Given text:
Epistemology concerns itself with knowledge and how it is acquired (Flick, 2018; Roth, 2019). The epistemological standpoint of the study is that teachers construct their knowledge. In the study, I was interested in how teachers construct knowledge. For instance, I sought to explore how teachers understood the issues of inclusive education. A critical realist perspective became important since it afforded space for explaining the understandings impartially and elaboratively (see Danermark & Bhaskar, 2006). Within the critical realist under-labouring, I was concerned with the appropriateness of the chosen methods to generate data that addresses the research purpose. I assumed that the teachers had multi-layered understandings of their practices. Thus, these practices were perceived better through a critical realist perspective since it construes reality from a multi-layered point-a necessarily laminated system (Danermark & Bhaskar, 2006).

Participants and methods

The study involved document review and in-depth semi-structured interviews with five mainstream secondary teachers at one inclusive school in Blantyre, Malawi. The participants were purposively selected based on the criterion that they had learners with disabilities in their classrooms. The participants were requested to participate willingly in the study after I acquired enrolment information from the head of the institution and consent from the participants themselves. The interactions with the participants were situated in the critical realist perspective to challenge the dichotomic binary opposition that institutionalised exclusion in the education system by othering disabilities and brought new ontological framings that require teachers to embrace inclusive education into discourse.

Data analysis

The study employed a threefold data analytical framework: data triangulation; thematic analysis; and the theoretical framework. Data triangulation was an ongoing process that happened concurrently and synchronically between document review and interviews. Insights drawn from the document review analysis were applied in the in-depth face-to-face interviews. Second, a thematic method was used to analyse the interviews and document reviews. In essence, thematic analysis organises research data by identifying central ideas observed in data (Braun & Clarke, 2006; Thomas & Harden, 2008). Therefore, thematic analysis was crucial to uncovering key and central themes and categories at an inductive level in the data. Central themes and categories were drawn in both emic and etic fashion from the theories, literature, research questions, and data.

Listed records:
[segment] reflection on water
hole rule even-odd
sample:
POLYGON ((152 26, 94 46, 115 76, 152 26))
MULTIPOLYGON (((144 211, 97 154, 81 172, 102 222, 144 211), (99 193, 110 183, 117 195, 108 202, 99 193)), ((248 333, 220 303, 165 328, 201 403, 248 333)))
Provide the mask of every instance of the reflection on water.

What to work on:
a) List each distinct source cited in the methodology passage, giving the author names and year once per source.
b) According to the methodology passage, on what criterion were the participants purposively selected?

Task responses:
a)
Flick (2018)
Roth (2019)
Danermark & Bhaskar (2006)
Braun & Clarke (2006)
Thomas & Harden (2008)

b) They had learners with disabilities in their classrooms.